Exercise material START

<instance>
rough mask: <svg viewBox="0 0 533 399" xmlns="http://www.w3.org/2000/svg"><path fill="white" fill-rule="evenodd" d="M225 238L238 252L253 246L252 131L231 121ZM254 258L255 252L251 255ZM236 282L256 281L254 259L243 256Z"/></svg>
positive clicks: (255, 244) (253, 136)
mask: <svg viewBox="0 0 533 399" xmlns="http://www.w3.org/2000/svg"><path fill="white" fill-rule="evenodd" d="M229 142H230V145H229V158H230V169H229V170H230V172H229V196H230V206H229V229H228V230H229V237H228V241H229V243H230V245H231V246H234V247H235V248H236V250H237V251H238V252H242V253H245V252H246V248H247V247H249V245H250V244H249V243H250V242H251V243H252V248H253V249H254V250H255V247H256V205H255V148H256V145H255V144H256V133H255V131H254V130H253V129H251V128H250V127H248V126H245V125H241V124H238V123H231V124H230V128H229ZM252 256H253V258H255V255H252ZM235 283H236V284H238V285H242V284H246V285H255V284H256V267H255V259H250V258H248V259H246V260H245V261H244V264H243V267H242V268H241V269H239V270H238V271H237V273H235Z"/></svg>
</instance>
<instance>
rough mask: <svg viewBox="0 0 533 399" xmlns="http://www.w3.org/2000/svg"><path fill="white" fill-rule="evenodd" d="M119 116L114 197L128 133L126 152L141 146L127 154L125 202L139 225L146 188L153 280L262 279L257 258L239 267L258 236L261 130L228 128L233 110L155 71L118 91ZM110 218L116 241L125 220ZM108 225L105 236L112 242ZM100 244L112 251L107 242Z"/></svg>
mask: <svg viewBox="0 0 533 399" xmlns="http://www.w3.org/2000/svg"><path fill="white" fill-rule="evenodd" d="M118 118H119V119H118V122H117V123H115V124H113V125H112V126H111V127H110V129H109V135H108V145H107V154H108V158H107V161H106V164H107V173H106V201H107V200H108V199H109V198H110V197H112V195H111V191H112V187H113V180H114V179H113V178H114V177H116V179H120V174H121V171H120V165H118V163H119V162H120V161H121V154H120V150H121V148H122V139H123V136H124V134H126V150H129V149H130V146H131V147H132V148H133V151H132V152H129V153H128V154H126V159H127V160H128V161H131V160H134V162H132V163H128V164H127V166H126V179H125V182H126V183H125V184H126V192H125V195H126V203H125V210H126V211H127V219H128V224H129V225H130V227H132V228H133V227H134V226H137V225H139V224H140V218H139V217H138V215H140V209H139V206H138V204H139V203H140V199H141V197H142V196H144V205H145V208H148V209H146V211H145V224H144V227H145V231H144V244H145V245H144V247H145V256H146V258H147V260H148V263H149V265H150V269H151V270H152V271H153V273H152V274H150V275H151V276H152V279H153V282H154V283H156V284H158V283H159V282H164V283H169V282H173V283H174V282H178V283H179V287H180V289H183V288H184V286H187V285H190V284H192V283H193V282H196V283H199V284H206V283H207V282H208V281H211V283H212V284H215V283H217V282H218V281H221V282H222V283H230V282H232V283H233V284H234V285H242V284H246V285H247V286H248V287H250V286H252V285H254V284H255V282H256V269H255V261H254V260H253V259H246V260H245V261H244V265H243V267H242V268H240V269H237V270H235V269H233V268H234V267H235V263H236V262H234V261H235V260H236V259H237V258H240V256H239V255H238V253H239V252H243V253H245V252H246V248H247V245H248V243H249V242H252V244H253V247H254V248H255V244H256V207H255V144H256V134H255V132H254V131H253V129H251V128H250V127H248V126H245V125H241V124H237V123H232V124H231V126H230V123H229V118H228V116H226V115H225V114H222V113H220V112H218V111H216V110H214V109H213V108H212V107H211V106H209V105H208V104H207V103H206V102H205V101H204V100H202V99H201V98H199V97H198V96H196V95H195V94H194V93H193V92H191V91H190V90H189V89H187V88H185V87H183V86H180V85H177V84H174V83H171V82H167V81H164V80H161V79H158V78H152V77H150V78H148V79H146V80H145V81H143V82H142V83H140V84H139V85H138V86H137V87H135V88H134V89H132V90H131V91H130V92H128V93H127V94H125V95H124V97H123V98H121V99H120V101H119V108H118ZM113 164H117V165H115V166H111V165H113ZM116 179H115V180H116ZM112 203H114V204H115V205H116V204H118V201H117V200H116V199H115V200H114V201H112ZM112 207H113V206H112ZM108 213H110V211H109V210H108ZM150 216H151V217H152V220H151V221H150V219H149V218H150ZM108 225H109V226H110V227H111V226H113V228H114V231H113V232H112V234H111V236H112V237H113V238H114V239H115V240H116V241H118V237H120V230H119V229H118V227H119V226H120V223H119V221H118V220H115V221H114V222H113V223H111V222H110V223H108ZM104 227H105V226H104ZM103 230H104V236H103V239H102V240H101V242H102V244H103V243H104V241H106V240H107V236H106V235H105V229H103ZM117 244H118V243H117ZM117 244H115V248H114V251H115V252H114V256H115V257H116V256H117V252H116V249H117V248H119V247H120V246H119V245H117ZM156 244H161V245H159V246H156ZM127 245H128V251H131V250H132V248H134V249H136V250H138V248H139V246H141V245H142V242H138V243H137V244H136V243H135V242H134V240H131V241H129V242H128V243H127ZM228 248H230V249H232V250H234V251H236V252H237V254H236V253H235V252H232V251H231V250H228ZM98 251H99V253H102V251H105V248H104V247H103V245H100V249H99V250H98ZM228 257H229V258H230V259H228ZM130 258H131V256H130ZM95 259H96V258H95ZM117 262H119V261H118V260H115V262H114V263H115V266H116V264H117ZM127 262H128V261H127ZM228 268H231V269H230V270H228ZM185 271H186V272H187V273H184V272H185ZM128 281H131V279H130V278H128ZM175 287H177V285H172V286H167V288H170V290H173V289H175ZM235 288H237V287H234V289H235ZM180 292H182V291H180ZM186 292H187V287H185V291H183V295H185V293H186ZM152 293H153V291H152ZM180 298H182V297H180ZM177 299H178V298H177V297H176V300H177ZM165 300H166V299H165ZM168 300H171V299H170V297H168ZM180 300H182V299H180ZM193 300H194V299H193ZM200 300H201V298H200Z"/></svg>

Exercise material END

Work order.
Repeat the full set of records exactly.

Expected answer.
<instance>
rough mask: <svg viewBox="0 0 533 399" xmlns="http://www.w3.org/2000/svg"><path fill="white" fill-rule="evenodd" d="M225 238L238 252L253 246L252 131L231 121ZM254 258L255 252L251 255ZM236 282L256 281L254 259L243 256Z"/></svg>
positive clicks: (255, 244) (253, 136)
mask: <svg viewBox="0 0 533 399" xmlns="http://www.w3.org/2000/svg"><path fill="white" fill-rule="evenodd" d="M229 142H230V145H229V158H230V169H229V170H230V172H229V196H230V206H229V229H228V230H229V237H228V241H229V243H230V245H231V246H234V247H235V248H236V250H237V251H238V252H242V253H245V252H246V248H247V247H249V245H250V244H249V243H250V242H251V243H252V248H253V249H254V250H255V247H256V205H255V148H256V145H255V144H256V133H255V131H254V130H253V129H251V128H250V127H248V126H245V125H241V124H238V123H231V124H230V128H229ZM252 256H253V258H255V255H252ZM235 283H236V284H238V285H242V284H246V285H255V284H256V267H255V259H250V258H248V259H246V260H245V261H244V264H243V267H242V268H241V269H239V270H238V271H237V273H235Z"/></svg>
</instance>
<instance>
rough mask: <svg viewBox="0 0 533 399" xmlns="http://www.w3.org/2000/svg"><path fill="white" fill-rule="evenodd" d="M119 116L114 197L128 133L126 152L141 146L127 154L125 202L139 225L146 188L153 280L262 279L257 258L239 267L258 236L261 130L228 128L233 110L155 71L118 91ZM110 218L116 241L125 220ZM108 225L105 236L112 242ZM100 244L112 251L107 242Z"/></svg>
mask: <svg viewBox="0 0 533 399" xmlns="http://www.w3.org/2000/svg"><path fill="white" fill-rule="evenodd" d="M118 118H119V119H118V122H117V123H115V124H113V125H112V126H111V127H110V129H109V135H108V145H107V154H108V158H107V161H106V164H107V173H106V201H107V200H108V199H109V198H110V197H112V195H111V191H112V187H113V180H114V179H113V178H114V177H116V179H120V174H121V171H120V165H118V163H119V162H120V161H121V154H120V150H121V148H122V139H123V136H124V134H126V150H129V149H130V146H131V147H132V148H133V151H132V152H129V153H128V154H126V159H127V160H128V161H131V160H134V162H132V163H128V164H127V166H126V179H125V182H126V183H125V184H126V192H125V195H126V203H125V210H126V211H127V219H128V224H129V225H130V227H132V228H133V227H134V226H137V225H139V224H140V218H139V217H138V215H140V209H139V206H138V204H139V203H140V199H141V197H142V196H144V205H145V208H148V209H146V211H145V224H144V227H145V231H144V244H145V245H144V247H145V256H146V258H147V260H148V263H149V265H150V269H151V270H152V271H153V273H152V274H150V275H151V276H152V279H153V282H154V283H156V284H158V283H159V282H164V283H169V282H173V283H174V282H178V283H179V287H180V289H183V288H184V286H187V285H190V284H192V283H193V282H196V283H199V284H206V283H207V282H208V281H211V283H212V284H215V283H217V282H218V281H221V282H222V283H230V282H232V283H233V284H234V285H242V284H246V285H247V286H248V287H250V286H252V285H254V284H255V282H256V269H255V261H254V260H253V259H246V260H245V261H244V265H243V267H242V268H240V269H237V270H235V269H233V268H234V267H235V263H236V262H234V261H235V260H236V259H237V258H240V256H239V255H238V253H239V252H243V253H245V252H246V248H247V245H248V243H249V242H252V244H253V247H254V248H255V244H256V207H255V144H256V134H255V132H254V131H253V129H251V128H250V127H248V126H245V125H241V124H237V123H232V124H231V126H230V123H229V118H228V116H226V115H225V114H222V113H220V112H218V111H216V110H214V109H213V108H212V107H211V106H209V105H208V104H207V103H206V102H205V101H204V100H202V99H201V98H199V97H198V96H196V95H195V94H194V93H193V92H191V91H190V90H189V89H187V88H185V87H183V86H180V85H177V84H174V83H171V82H167V81H164V80H161V79H158V78H152V77H150V78H148V79H146V80H145V81H143V82H142V83H140V84H139V85H138V86H137V87H135V88H134V89H132V90H131V91H130V92H128V93H127V94H125V95H124V97H123V98H121V99H120V101H119V108H118ZM113 164H117V165H115V166H111V165H113ZM116 179H115V180H116ZM112 203H114V204H115V205H116V204H118V201H117V200H116V199H115V200H114V201H112ZM112 207H113V206H112ZM108 213H110V211H109V210H108ZM150 216H151V217H152V220H151V221H150V219H149V218H150ZM108 225H109V226H110V227H111V226H113V228H114V231H113V232H112V234H111V236H112V237H113V238H114V239H115V240H116V241H118V237H120V230H119V229H118V227H119V226H120V223H119V221H118V220H115V221H114V222H113V223H111V222H110V223H108ZM104 227H105V226H104ZM103 230H104V236H103V239H102V240H101V242H102V244H103V243H104V241H106V240H107V236H106V235H105V229H103ZM117 244H118V243H117ZM117 244H115V248H114V251H115V252H114V256H115V257H116V256H117V252H116V249H117V248H119V247H120V246H119V245H117ZM156 244H161V245H159V246H156ZM127 245H128V251H131V250H132V248H134V249H136V250H138V248H139V246H141V245H142V242H138V243H137V244H136V243H135V242H134V240H131V241H129V242H128V243H127ZM228 248H230V249H232V250H234V251H236V252H237V254H236V253H235V252H232V251H231V250H228ZM98 251H99V253H102V251H105V248H104V247H103V245H100V249H99V250H98ZM228 257H229V258H230V259H228ZM130 258H131V256H130ZM95 259H96V258H95ZM117 262H119V261H118V260H115V262H114V263H115V266H116V264H117ZM127 262H128V261H127ZM228 268H231V269H230V270H228ZM185 271H186V272H187V273H184V272H185ZM128 281H131V279H130V278H128ZM175 287H177V285H172V286H167V288H170V290H173V289H175ZM235 288H237V287H234V289H235ZM180 292H182V291H180ZM186 292H187V287H185V291H183V295H185V293H186ZM152 293H153V291H152ZM180 298H182V297H180ZM177 299H178V298H177V297H176V300H177ZM165 300H166V299H165ZM168 300H171V299H170V297H168ZM180 300H182V299H180ZM193 300H194V299H193ZM200 300H201V298H200Z"/></svg>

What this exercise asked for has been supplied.